Pointing dataset excerpts
------
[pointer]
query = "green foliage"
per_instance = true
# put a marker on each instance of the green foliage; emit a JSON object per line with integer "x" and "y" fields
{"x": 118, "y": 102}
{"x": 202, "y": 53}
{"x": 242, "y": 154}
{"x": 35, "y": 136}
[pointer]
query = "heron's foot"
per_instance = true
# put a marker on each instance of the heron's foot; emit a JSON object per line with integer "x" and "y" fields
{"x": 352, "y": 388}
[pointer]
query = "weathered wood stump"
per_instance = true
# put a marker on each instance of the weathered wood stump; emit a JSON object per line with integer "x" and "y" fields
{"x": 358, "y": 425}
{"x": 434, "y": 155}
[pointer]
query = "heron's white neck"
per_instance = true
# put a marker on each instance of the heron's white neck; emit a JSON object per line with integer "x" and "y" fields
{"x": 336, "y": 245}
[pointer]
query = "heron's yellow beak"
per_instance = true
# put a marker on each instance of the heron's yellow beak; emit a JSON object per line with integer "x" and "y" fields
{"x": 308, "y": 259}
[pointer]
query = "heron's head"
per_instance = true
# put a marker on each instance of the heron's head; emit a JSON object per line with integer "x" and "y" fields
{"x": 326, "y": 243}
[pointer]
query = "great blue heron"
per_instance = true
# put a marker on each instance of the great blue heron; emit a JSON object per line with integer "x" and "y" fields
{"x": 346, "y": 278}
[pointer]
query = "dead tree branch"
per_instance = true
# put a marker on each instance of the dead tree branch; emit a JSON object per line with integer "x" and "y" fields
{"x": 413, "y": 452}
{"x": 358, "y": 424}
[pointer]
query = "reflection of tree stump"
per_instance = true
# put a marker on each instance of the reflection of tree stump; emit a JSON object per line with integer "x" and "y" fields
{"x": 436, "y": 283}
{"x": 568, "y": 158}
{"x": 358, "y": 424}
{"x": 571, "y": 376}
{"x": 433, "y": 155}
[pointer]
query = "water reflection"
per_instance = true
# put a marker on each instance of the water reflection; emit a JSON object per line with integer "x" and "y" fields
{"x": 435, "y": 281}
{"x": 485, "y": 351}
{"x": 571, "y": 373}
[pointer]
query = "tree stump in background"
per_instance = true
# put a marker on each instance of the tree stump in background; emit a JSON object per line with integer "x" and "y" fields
------
Take the listing above and write it out again exactly.

* RESULT FOR THIS TASK *
[pointer]
query = "green foliage"
per_instance = true
# put a marker on each instance of the green foliage; emit a JSON object per line with integer "x" and "y" fields
{"x": 118, "y": 102}
{"x": 202, "y": 53}
{"x": 242, "y": 154}
{"x": 35, "y": 136}
[pointer]
query = "heron's foot"
per_instance = true
# put a marker on each instance of the heron's foot; emit a JSON object per line with integer "x" and "y" fields
{"x": 352, "y": 388}
[pointer]
query = "weathered wood stump"
per_instance = true
# put a marker on each instance of the weathered wood stump; emit a JSON object per line with integer "x" and "y" fields
{"x": 358, "y": 425}
{"x": 434, "y": 155}
[pointer]
query = "heron's white neck"
per_instance = true
# put a marker on each instance of the heron's white neck; emit a JSON object per line with integer "x" and "y" fields
{"x": 336, "y": 245}
[pointer]
query = "heron's yellow beak"
per_instance = true
# put a marker on each instance of the heron's yellow beak; emit a JSON object per line with integer "x" and "y" fields
{"x": 308, "y": 259}
[pointer]
query = "heron's head"
per_instance = true
# put a marker on each instance of the heron's head; emit a JSON object per line with integer "x" and "y" fields
{"x": 326, "y": 243}
[pointer]
query = "great blue heron"
per_instance = true
# put a marker on each instance of the great blue heron; emit a JSON object per line with integer "x" and "y" fields
{"x": 346, "y": 278}
[pointer]
query = "dead tree branch"
per_instance = true
# put a marker on each instance of the dead tree branch; emit a JSON object per line with integer "x" and "y" fields
{"x": 413, "y": 452}
{"x": 358, "y": 424}
[pointer]
query = "reflection of tree stump"
per_instance = true
# put a marker on each instance of the reflection of tree stump; emit a JSON object per line with integer "x" and "y" fields
{"x": 436, "y": 283}
{"x": 568, "y": 158}
{"x": 358, "y": 424}
{"x": 571, "y": 376}
{"x": 433, "y": 155}
[pointer]
query = "water reflection"
per_instance = true
# put a marker on each instance of the water reflection; emit a JSON object per line with integer "x" and "y" fields
{"x": 435, "y": 281}
{"x": 485, "y": 351}
{"x": 571, "y": 373}
[pointer]
query = "tree stump in background"
per_instance = true
# put a marker on each instance of the tree stump in background; emit a JSON object per line with integer "x" and "y" fields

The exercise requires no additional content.